* **Exercise prompt**: Output only the stretch of the listing that starts at the line containing "sample | [68, 543]" and ends at the line containing "sample | [1185, 864]", reproduced exactly with both ends.

<<<<

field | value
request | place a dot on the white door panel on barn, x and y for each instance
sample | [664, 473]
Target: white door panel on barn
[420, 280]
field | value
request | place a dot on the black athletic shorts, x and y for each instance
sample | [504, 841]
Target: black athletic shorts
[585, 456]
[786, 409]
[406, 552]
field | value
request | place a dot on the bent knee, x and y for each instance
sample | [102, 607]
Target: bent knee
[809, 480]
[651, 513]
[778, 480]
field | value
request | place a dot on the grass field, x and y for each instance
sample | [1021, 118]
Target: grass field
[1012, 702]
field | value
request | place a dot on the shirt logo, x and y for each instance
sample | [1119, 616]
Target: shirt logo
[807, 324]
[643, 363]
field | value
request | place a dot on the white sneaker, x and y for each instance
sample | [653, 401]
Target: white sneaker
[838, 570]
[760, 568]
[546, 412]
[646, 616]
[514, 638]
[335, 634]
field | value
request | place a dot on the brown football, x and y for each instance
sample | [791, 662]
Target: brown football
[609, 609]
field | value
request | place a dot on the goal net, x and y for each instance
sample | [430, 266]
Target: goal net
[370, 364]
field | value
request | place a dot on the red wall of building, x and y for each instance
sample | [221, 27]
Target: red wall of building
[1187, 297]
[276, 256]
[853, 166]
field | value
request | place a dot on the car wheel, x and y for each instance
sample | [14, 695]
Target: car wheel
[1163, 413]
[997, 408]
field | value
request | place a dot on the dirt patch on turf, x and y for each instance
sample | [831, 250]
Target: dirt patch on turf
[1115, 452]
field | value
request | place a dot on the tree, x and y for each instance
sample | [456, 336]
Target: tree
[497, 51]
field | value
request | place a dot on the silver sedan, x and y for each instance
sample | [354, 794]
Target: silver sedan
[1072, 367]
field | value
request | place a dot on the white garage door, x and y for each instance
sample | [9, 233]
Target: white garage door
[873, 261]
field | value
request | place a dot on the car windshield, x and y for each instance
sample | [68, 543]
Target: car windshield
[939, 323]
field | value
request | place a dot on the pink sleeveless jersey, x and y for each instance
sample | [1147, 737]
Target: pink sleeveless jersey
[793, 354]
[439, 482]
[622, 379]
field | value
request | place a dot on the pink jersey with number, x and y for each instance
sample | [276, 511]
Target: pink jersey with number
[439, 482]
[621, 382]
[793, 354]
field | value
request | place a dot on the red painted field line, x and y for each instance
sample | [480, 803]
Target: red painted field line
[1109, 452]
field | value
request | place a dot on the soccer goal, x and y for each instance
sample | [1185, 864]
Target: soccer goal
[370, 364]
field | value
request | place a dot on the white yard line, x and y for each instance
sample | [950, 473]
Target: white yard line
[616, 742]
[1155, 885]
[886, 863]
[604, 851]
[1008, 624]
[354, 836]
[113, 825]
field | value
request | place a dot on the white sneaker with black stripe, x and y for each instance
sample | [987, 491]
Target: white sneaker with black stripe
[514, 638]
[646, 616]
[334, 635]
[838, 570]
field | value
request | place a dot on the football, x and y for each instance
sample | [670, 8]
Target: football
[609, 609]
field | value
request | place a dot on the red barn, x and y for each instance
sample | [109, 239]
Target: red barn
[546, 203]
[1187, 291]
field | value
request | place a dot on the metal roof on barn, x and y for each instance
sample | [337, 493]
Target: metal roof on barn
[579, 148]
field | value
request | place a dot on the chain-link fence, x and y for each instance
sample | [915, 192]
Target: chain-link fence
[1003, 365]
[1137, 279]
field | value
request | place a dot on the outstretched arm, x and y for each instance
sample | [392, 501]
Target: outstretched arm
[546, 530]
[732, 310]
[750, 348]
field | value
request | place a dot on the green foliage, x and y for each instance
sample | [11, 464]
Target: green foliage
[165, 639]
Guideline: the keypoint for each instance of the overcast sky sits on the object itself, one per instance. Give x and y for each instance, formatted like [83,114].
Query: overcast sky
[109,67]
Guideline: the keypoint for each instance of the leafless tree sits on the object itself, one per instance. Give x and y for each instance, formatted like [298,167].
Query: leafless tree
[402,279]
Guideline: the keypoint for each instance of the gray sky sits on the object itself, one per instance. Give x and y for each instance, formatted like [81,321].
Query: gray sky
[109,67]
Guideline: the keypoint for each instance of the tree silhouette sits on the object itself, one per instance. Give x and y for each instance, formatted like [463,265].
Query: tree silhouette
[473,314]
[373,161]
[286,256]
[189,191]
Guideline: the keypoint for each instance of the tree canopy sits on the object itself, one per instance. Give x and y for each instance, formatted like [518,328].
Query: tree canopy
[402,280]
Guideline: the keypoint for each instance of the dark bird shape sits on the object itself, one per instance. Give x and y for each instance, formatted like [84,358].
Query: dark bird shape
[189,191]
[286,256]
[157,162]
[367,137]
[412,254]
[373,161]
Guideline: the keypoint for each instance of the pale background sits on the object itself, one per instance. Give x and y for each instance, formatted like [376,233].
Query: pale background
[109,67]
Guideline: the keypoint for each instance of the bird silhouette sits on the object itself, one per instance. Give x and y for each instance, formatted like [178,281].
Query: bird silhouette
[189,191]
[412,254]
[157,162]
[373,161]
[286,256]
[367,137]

>>>>

* **Result below**:
sample | [68, 543]
Target: car windshield
[939, 323]
field | value
request | place a dot on the pink sleeveless jersey, x and y for each instance
sample | [1147, 737]
Target: pink sleeveless jersey
[793, 354]
[439, 482]
[622, 379]
field | value
request | place a dot on the pink jersey with number, x and y for each instance
sample | [276, 511]
Target: pink jersey with number
[439, 482]
[621, 382]
[793, 354]
field | value
request | place a dot on the red painted field line, x and y for each instance
sample | [480, 803]
Target: red painted field line
[1109, 452]
field | value
request | place a dot on the soccer goal, x and y for each instance
sample | [1185, 864]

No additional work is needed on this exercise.